CLAUSE RESOLUTOIRE - SUSPENSION - NON RESPECT DE L'ORDONNANCE DE REFERE - POSSIBILITE D' OBTENIR DE NOUVEAUX DELAIS DEVANT LE JUGE DU FOND : NON
Civ. 3, 2 avril 2003, arrêt N° 485
RAPPEL DES TEXTES

Article L 145-41 du Code commerce : « Toute clause insérée dans le bail prévoyant la résiliation de plein droit ne produit effet qu'un mois après un commandement demeuré infructueux. Le commandement doit, à peine de nullité, mentionner ce délai.
Les juges saisis d'une demande présentée dans les formes et conditions prévues aux articles 1244-1 et 1244-3 du Code civil peuvent, en accordant des délais, suspendre la réalisation et les effets des clauses de résiliation, lorsque la résiliation n'est pas constatée ou prononcée par une décision de justice ayant acquis l'autorité de la chose jugée. La clause résolutoire ne joue pas, si le locataire se libère dans les conditions fixées par le juge. »

Dans cette affaire... une société locataire, qui a reçu un commandement de payer un arriéré de loyers est condamnée en référés, tant en première instance que devant la COUR d'APPEL. Mais, cette dernière lui octroie des délais de paiement (ce qui implique que les loyers à échoir soient payés en temps utile) et suspend durant le cours de ces délais les effets de la clause résolutoire.

_____

- Exercice écrit A -
Les affirmations suivantes concordent-elles avec l'extrait sur la clause résolutoire ? Répondez par oui ou par non et citez mot pour mot les termes de l'extrait qui tranchent.
(i) Selon l'article L 145-41 du Code de commerce, la clause de résiliation de plein droit prend effet un mois après un commandement resté infructueux.
(ii) La société locataire n'a été condamnée qu'en première instance.
(iii) L'arrêt cité a été rendu le 2 avril 2003.
- Exercice écrit B -
Répondez brièvement à ces questions sur l'extrait sur la clause résolutoire.
(i) Quels articles du Code civil fixent les formes et conditions de la demande de délais ?
(ii) Qu'avait reçu la société locataire ?
(iii) Pendant quelle période la cour d'appel suspend-elle les effets de la clause résolutoire ?
- Exercice écrit C -
Recopiez sans rien changer le passage de l'extrait sur la clause résolutoire qui va de « CLAUSE RESOLUTOIRE - SUSPENSION » à « mentionner ce délai. ».
Les données qui suivent proviennent d'une autre source.

_____

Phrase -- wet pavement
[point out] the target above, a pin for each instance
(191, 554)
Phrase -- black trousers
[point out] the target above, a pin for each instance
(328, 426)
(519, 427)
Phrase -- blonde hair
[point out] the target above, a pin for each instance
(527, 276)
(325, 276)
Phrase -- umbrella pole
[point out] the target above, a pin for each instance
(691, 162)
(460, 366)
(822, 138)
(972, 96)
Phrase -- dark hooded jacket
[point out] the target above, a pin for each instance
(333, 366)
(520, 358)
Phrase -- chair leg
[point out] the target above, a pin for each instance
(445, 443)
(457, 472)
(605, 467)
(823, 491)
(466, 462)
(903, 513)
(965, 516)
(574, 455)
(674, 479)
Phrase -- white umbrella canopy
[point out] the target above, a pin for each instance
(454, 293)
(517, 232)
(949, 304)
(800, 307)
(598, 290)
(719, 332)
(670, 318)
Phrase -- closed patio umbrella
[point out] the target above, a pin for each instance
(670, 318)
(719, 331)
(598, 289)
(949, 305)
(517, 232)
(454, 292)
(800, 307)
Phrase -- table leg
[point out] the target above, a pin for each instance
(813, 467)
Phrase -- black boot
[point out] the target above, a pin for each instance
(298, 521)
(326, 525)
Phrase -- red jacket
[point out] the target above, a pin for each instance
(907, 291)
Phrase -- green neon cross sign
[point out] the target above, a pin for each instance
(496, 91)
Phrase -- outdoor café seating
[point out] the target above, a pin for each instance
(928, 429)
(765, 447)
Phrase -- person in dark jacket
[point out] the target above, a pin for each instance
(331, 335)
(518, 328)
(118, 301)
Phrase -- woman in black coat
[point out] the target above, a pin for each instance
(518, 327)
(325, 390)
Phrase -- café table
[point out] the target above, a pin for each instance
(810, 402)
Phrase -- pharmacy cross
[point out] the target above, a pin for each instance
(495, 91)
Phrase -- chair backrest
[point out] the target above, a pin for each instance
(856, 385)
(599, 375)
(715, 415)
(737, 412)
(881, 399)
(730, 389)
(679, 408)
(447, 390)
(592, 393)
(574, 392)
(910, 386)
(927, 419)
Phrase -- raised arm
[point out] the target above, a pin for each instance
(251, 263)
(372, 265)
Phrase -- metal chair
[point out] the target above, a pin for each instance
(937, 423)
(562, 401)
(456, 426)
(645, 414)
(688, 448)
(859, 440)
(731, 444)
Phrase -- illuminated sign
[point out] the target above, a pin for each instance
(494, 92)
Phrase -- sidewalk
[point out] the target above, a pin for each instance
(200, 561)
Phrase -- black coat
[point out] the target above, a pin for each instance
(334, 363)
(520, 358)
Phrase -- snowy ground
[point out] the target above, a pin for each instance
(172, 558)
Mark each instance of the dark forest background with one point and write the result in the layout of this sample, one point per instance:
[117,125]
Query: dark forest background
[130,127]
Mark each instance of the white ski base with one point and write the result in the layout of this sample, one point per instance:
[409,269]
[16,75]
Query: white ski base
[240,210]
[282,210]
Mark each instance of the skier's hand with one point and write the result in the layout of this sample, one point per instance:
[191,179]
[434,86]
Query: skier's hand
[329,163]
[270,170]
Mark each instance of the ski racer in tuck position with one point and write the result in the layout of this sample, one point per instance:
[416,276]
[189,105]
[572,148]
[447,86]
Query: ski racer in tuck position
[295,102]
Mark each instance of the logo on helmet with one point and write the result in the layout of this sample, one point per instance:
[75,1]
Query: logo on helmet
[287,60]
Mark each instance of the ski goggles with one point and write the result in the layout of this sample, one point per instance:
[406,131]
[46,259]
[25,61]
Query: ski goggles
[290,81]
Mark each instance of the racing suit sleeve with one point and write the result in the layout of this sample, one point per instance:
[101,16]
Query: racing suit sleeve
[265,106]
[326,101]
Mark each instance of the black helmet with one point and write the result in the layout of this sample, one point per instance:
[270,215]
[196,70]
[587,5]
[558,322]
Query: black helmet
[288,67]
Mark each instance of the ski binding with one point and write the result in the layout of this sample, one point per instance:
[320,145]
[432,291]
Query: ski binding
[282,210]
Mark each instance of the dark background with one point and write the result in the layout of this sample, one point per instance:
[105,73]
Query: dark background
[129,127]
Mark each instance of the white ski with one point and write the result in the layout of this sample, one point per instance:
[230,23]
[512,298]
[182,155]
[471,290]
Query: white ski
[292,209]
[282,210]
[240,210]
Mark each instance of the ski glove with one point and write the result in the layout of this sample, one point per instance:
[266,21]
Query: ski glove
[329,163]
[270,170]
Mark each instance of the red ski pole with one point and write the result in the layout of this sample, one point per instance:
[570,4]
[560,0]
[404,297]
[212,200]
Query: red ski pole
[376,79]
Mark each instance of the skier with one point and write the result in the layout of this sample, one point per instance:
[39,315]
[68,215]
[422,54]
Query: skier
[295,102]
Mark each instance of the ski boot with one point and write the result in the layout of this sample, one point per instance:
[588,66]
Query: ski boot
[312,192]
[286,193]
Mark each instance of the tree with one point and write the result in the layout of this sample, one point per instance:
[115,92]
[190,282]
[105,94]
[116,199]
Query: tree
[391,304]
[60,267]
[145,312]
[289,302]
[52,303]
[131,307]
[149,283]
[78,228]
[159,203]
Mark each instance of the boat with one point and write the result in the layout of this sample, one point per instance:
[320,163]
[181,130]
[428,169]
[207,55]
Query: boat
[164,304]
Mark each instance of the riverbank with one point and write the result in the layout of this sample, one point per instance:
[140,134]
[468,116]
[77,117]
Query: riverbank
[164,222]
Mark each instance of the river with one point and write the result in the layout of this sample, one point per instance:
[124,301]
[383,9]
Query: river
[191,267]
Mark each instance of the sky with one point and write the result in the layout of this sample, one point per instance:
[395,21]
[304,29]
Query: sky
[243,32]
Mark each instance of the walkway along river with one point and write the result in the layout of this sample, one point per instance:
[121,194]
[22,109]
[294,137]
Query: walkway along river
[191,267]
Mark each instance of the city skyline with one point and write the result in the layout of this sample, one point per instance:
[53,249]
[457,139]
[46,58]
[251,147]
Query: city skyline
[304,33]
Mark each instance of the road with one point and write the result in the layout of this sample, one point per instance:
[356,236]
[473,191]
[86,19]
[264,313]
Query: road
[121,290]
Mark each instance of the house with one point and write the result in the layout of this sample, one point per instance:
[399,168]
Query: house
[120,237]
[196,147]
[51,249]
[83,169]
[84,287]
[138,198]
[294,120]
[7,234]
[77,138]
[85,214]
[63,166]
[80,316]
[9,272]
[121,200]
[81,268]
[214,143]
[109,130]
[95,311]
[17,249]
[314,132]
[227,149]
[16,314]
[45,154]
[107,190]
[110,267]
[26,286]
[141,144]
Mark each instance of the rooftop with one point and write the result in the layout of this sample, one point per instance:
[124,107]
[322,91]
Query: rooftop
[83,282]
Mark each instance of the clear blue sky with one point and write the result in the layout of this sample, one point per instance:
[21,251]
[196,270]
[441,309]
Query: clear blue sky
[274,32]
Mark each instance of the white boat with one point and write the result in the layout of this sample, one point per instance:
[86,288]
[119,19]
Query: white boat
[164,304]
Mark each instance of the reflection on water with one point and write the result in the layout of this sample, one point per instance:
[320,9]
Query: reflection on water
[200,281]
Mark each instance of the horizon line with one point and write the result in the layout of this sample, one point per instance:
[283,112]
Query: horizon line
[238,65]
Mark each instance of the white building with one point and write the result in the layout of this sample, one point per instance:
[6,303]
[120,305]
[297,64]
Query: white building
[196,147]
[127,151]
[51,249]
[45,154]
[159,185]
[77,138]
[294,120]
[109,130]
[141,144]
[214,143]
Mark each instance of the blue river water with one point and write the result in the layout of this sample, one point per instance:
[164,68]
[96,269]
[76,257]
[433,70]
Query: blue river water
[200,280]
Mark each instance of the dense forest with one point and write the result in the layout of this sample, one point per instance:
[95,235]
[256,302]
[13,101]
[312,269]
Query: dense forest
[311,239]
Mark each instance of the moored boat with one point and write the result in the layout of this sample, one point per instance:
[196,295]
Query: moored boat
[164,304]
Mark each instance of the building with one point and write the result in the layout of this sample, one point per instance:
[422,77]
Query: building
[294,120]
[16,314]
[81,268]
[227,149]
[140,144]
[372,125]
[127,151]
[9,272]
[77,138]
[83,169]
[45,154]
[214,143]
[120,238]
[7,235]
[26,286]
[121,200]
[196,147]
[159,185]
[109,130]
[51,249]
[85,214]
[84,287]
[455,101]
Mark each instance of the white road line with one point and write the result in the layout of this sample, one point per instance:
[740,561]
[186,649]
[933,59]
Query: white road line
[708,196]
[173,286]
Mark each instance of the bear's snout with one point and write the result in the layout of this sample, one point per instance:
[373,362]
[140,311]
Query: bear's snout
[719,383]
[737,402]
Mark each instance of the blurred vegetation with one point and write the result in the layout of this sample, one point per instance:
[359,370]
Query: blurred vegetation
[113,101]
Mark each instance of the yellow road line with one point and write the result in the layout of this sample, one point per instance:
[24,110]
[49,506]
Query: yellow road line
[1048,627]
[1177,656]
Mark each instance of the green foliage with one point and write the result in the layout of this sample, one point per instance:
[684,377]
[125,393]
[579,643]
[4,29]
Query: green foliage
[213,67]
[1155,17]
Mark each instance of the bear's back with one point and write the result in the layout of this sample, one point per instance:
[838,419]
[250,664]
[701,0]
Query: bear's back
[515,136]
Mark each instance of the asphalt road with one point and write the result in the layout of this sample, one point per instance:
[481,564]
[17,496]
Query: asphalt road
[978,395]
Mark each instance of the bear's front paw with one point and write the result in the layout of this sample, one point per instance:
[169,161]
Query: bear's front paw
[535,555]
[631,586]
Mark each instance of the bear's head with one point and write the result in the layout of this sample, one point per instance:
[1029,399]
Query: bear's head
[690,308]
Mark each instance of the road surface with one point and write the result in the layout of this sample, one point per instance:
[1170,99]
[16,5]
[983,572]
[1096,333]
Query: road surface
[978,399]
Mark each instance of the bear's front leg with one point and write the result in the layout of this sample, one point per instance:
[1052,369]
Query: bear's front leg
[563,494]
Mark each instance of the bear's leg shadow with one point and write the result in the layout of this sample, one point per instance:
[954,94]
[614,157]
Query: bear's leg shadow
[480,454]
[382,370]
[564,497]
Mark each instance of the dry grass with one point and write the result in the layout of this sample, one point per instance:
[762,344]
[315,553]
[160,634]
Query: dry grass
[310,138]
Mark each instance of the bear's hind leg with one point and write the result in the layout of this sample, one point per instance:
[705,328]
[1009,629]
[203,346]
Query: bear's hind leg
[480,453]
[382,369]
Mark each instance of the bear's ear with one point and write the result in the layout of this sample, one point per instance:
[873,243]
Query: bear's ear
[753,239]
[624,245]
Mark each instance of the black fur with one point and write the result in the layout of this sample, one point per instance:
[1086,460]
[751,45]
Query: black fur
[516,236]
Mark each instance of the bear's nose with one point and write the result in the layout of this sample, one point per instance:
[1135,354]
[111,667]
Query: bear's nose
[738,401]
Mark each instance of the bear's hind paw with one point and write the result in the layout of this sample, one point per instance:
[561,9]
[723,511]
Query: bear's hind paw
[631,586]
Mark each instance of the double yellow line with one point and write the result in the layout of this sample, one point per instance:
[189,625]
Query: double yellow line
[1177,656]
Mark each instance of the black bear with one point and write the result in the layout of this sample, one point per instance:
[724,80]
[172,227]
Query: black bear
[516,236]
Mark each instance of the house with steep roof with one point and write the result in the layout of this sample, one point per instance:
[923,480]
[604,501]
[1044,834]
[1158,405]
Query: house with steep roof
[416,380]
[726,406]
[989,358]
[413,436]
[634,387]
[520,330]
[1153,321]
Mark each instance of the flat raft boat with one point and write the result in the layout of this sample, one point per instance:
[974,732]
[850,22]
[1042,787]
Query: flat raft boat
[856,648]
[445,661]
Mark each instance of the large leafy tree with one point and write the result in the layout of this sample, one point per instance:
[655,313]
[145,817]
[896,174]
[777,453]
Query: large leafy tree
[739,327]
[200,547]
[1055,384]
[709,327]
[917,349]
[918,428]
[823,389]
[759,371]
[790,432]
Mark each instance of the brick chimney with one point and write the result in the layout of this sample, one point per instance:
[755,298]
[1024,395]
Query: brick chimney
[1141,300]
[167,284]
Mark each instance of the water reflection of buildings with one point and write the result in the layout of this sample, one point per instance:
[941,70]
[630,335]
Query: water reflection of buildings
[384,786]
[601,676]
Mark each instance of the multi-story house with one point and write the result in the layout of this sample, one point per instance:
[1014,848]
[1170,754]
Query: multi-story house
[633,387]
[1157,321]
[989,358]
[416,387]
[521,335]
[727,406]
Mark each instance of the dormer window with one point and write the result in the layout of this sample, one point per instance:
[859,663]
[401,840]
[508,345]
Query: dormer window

_____

- Réponse à l'exercice A -
(i) Oui : « ne produit effet qu'un mois après un commandement demeuré infructueux ».
(ii) Non : « condamnée en référés, tant en première instance que devant la COUR d'APPEL ».
(iii) Oui : « Civ. 3, 2 avril 2003, arrêt N° 485 ».

- Réponse à l'exercice B -
(i) Les articles 1244-1 et 1244-3.
(ii) Un commandement de payer un arriéré de loyers.
(iii) Durant le cours des délais de paiement qu'elle lui octroie.

- Réponse à l'exercice C -
CLAUSE RESOLUTOIRE - SUSPENSION - NON RESPECT DE L'ORDONNANCE DE REFERE - POSSIBILITE D' OBTENIR DE NOUVEAUX DELAIS DEVANT LE JUGE DU FOND : NON
Civ. 3, 2 avril 2003, arrêt N° 485
RAPPEL DES TEXTES

Article L 145-41 du Code commerce : « Toute clause insérée dans le bail prévoyant la résiliation de plein droit ne produit effet qu'un mois après un commandement demeuré infructueux. Le commandement doit, à peine de nullité, mentionner ce délai.